# [Exercise requirements]
Edit the data from the line with "trace --target=water surface" through the end, changing "even-odd rule" to "nonzero winding rule" and leaving everything else as it is. Give back only those lines.

--- start of Listed entries ---

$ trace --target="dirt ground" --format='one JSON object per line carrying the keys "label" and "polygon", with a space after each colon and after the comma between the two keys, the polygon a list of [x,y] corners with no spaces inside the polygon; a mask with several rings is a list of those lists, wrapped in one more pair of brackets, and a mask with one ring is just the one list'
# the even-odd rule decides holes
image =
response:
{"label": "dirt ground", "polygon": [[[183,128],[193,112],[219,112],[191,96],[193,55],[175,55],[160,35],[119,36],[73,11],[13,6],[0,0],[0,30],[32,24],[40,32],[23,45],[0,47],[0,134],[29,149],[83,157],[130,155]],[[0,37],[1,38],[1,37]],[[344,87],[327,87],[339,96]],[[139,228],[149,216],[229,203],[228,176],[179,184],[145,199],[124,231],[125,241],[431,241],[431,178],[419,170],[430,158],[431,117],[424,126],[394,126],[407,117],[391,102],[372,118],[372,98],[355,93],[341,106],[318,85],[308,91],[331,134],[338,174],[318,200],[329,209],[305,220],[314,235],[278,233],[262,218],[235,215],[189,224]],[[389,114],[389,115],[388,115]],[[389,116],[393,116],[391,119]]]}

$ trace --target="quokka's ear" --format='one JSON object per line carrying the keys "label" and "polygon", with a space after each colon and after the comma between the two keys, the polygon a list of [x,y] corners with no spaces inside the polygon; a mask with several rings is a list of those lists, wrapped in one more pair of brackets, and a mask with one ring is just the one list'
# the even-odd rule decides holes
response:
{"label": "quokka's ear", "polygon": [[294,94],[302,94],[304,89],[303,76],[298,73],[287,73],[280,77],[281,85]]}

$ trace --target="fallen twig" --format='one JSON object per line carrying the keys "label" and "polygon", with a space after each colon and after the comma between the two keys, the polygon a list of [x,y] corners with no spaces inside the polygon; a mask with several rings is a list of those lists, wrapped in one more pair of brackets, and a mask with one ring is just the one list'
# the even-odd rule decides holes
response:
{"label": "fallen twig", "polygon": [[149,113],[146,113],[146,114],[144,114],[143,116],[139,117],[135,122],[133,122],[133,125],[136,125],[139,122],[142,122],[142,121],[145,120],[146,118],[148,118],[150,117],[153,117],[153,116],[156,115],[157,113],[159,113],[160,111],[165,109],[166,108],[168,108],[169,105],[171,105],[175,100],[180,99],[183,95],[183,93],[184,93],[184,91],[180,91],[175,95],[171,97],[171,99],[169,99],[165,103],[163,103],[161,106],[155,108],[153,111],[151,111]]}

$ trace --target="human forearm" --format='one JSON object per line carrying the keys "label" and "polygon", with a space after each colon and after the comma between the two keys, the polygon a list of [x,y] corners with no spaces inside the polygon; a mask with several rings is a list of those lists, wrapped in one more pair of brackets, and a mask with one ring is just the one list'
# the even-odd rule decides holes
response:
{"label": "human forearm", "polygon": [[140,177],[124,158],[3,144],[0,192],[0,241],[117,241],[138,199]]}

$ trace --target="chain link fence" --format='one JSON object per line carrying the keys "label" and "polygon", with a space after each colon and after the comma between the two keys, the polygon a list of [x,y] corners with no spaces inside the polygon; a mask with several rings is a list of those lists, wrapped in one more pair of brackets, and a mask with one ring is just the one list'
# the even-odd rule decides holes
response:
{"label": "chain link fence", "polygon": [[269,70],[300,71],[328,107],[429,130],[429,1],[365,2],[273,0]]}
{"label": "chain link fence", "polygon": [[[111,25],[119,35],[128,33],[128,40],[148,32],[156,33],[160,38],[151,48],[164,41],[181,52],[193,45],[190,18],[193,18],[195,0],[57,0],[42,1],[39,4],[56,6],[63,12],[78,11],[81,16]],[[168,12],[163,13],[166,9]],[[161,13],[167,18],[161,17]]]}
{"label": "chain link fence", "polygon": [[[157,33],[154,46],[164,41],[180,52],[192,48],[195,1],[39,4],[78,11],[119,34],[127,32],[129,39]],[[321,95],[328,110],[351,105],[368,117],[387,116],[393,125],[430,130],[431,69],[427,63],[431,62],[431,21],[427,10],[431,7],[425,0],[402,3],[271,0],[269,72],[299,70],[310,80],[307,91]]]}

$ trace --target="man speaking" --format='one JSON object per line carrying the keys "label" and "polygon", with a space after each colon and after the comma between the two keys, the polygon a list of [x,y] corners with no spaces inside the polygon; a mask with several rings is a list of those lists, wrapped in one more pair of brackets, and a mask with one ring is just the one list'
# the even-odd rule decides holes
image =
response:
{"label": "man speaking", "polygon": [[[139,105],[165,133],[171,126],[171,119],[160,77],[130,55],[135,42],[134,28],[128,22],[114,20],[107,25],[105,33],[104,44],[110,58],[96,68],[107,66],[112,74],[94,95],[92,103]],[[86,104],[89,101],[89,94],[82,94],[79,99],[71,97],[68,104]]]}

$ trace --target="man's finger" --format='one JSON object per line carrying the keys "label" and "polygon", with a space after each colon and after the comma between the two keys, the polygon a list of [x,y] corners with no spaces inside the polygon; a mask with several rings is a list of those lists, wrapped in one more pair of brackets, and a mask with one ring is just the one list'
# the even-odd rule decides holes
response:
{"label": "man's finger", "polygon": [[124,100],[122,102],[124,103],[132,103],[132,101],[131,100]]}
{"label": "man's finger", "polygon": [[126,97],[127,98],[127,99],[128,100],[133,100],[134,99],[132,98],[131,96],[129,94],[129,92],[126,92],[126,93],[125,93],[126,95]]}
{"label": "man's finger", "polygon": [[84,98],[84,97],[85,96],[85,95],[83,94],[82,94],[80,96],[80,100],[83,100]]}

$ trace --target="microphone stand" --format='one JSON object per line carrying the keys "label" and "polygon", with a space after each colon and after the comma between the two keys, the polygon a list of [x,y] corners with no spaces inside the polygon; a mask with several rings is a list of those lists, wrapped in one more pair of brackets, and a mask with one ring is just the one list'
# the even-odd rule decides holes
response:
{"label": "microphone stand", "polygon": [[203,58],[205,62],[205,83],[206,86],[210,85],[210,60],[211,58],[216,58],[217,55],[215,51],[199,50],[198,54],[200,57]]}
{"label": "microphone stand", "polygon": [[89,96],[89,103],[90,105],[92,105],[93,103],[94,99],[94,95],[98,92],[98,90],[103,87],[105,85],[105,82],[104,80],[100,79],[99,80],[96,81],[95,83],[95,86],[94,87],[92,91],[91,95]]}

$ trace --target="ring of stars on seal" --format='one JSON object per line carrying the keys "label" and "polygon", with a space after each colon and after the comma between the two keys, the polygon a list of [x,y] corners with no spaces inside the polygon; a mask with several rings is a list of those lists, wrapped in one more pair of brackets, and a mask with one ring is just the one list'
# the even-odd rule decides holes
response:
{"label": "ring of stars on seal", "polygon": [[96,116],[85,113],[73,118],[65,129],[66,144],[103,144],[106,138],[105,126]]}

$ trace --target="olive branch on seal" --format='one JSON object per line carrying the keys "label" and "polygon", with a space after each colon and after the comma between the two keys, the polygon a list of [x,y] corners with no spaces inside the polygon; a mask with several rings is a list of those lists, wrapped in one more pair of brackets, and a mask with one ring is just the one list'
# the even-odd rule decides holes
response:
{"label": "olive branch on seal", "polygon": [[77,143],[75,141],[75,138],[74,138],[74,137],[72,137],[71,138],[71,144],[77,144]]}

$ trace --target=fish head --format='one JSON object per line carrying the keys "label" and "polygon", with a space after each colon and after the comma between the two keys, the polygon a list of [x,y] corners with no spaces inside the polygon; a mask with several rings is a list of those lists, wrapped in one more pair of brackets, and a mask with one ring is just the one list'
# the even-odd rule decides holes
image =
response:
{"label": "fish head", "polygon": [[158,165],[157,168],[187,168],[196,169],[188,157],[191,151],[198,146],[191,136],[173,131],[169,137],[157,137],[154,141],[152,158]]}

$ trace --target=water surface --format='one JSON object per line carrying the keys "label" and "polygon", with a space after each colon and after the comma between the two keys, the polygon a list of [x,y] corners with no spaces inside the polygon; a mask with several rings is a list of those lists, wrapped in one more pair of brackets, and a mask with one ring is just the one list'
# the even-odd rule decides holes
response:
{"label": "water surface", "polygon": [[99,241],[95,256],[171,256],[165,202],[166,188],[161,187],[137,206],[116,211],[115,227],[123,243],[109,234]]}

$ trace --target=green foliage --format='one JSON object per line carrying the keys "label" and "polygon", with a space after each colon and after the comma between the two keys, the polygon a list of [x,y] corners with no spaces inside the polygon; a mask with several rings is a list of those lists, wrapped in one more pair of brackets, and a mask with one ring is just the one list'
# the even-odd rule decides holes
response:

--- end of Listed entries ---

# [Full answer]
$ trace --target=water surface --format='one JSON object per line carrying the keys "label" and "polygon", with a space after each colon and after the comma between the two keys, the polygon a list of [x,y] corners with no spaces inside the polygon; a mask with several rings is a list of those lists, wrapped in one more pair of brackets, and a mask with one ring is just the one list'
# the nonzero winding rule decides holes
response:
{"label": "water surface", "polygon": [[99,241],[95,256],[171,256],[165,202],[166,188],[161,187],[137,206],[116,211],[115,227],[123,243],[109,234]]}

$ trace --target=green foliage --format='one JSON object per line carrying the keys "label" and "polygon", with a space after each colon and after the comma between the two keys, the polygon a list of [x,y] corners with no spaces inside the polygon; a mask with several rings is a list of those lists, wrapped in one more pair of brackets, and a mask with one ring is just the one list'
# the nonzero winding rule decides holes
response:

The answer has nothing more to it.